(Items from a dataset)

-- Start --

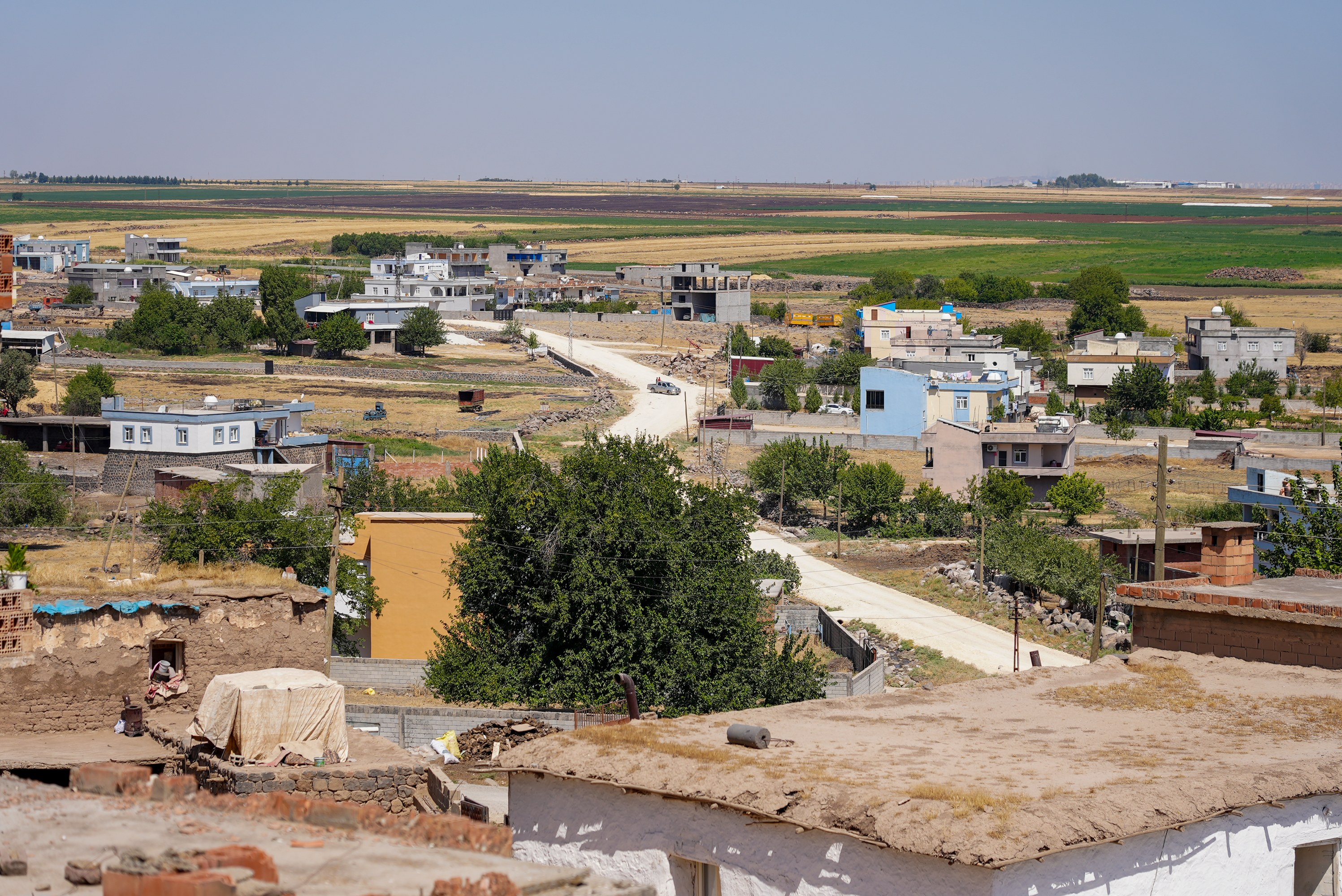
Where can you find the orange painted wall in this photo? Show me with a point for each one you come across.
(408, 555)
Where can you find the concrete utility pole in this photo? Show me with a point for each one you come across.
(1161, 481)
(338, 505)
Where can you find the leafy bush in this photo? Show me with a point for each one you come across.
(1077, 494)
(611, 564)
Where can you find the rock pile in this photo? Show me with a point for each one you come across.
(604, 403)
(1274, 274)
(478, 744)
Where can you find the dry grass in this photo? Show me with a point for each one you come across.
(763, 247)
(647, 736)
(1161, 687)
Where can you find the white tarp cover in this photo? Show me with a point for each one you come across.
(253, 713)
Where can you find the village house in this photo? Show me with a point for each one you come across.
(1164, 786)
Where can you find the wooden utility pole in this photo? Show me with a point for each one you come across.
(839, 524)
(1161, 481)
(1097, 635)
(338, 505)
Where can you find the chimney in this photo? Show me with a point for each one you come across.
(1229, 553)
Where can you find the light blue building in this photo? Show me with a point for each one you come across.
(902, 403)
(41, 254)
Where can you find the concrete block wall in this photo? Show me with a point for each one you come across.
(364, 672)
(1247, 638)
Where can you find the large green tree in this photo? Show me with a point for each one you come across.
(1101, 302)
(611, 564)
(340, 333)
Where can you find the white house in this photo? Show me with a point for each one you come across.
(1169, 775)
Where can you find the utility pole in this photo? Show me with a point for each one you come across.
(1161, 481)
(1097, 635)
(338, 505)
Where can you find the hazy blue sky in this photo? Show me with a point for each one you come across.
(886, 92)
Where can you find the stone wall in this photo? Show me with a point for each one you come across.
(1247, 638)
(81, 666)
(117, 467)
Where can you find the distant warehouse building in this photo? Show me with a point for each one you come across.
(700, 290)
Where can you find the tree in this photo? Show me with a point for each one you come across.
(1030, 336)
(814, 400)
(1000, 494)
(871, 494)
(783, 379)
(420, 329)
(739, 391)
(843, 369)
(340, 333)
(1077, 494)
(611, 564)
(17, 377)
(27, 497)
(1101, 302)
(80, 294)
(897, 282)
(1140, 388)
(87, 391)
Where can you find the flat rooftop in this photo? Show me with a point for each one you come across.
(1000, 769)
(1173, 536)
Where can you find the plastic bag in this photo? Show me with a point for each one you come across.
(447, 748)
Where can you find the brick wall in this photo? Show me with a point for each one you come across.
(81, 666)
(1240, 636)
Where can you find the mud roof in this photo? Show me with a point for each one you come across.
(996, 771)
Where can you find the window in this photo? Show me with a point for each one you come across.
(1316, 871)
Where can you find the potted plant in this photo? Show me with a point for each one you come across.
(17, 566)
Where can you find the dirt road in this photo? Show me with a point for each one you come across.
(653, 414)
(926, 624)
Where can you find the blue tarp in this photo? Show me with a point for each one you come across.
(76, 608)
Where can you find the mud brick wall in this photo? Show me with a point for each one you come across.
(81, 666)
(391, 786)
(1247, 638)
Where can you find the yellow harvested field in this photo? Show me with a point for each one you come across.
(762, 247)
(253, 235)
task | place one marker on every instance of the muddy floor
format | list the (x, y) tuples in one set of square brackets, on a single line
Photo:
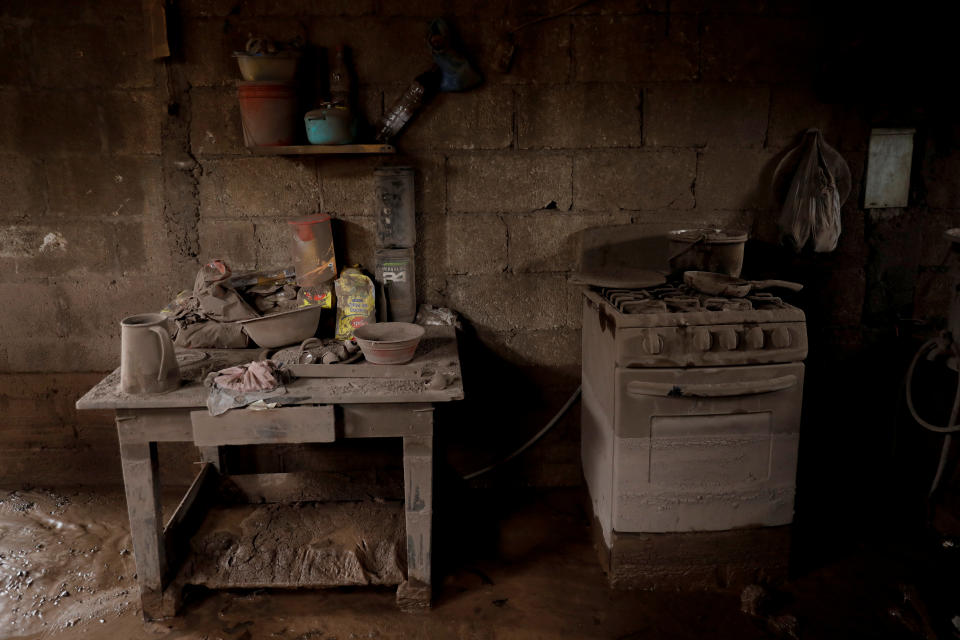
[(66, 571)]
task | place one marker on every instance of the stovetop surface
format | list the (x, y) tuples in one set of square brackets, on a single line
[(680, 305), (680, 298)]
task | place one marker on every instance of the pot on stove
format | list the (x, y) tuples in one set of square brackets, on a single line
[(713, 250)]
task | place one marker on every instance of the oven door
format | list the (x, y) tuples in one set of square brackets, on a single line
[(706, 449)]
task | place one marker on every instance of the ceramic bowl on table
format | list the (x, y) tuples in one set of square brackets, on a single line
[(389, 342), (281, 329)]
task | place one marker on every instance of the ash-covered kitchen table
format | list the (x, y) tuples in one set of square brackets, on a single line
[(314, 410)]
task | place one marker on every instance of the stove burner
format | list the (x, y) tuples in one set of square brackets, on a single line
[(682, 303), (727, 304), (643, 306), (764, 300), (680, 298)]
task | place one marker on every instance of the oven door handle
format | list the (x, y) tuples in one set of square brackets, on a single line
[(714, 390)]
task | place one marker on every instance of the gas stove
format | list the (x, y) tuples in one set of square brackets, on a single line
[(690, 419), (676, 326)]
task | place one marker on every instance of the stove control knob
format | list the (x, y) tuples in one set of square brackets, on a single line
[(780, 337), (702, 340), (754, 339), (727, 339), (653, 343)]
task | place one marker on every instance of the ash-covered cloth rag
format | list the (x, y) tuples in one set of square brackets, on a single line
[(253, 376), (242, 385)]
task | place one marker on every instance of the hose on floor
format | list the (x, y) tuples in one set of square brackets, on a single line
[(952, 426), (532, 441)]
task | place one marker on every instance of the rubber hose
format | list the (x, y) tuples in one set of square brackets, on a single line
[(529, 443), (952, 425)]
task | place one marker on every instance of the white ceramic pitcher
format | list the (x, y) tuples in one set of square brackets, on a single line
[(148, 363)]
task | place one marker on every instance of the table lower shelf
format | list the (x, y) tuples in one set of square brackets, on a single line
[(299, 545)]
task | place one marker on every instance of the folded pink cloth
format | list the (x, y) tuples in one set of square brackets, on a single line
[(253, 376)]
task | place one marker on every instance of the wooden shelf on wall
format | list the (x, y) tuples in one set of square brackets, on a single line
[(325, 149)]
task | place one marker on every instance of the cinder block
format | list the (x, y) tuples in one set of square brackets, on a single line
[(476, 9), (940, 177), (111, 54), (412, 8), (9, 114), (254, 187), (215, 122), (76, 466), (103, 186), (206, 8), (377, 45), (271, 243), (234, 241), (39, 409), (553, 348), (705, 115), (579, 115), (163, 250), (793, 111), (429, 182), (21, 188), (59, 247), (932, 297), (44, 122), (346, 187), (208, 61), (735, 179), (537, 8), (476, 243), (758, 49), (355, 240), (542, 53), (300, 8), (509, 182), (606, 180), (129, 121), (719, 6), (478, 119), (431, 258), (503, 302), (13, 48), (549, 240), (643, 48)]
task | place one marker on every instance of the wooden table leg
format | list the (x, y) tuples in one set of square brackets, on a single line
[(142, 484), (215, 456), (415, 593)]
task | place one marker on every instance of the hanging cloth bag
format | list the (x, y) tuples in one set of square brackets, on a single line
[(819, 187)]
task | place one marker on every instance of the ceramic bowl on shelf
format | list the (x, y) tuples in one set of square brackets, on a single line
[(330, 124), (279, 67)]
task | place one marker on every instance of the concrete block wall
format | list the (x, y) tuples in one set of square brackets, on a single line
[(120, 175)]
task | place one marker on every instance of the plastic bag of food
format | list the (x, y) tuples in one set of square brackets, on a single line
[(320, 296), (356, 304), (820, 185)]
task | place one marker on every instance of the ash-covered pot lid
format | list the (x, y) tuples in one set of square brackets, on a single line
[(712, 236)]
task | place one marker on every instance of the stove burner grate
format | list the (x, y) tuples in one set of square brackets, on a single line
[(680, 298)]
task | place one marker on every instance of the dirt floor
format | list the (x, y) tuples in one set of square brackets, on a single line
[(66, 571)]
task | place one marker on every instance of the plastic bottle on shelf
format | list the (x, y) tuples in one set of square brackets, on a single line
[(398, 115)]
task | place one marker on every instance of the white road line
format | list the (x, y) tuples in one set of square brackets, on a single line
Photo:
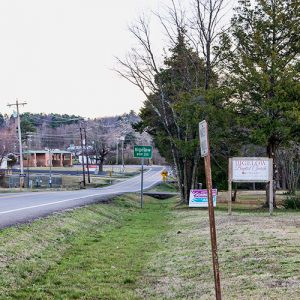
[(47, 204)]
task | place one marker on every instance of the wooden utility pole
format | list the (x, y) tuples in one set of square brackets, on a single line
[(87, 156), (82, 156), (17, 104), (205, 152)]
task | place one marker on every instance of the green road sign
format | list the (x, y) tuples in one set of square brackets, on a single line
[(142, 152)]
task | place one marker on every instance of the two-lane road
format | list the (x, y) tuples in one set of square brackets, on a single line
[(22, 207)]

-- End --

Reproduce the data above starting at the line containing "white road line" and ending at the line containing "[(47, 204)]", both included, with the point coordinates in the answers multiplied by 2.5 and rounded to whole numbers, halves rounding up. Leave the picture out of your output.

### Exercise response
task | place one marker on every instance of the white road line
format | list the (x, y) tuples in one set of square brackets, on a single line
Photo:
[(118, 510)]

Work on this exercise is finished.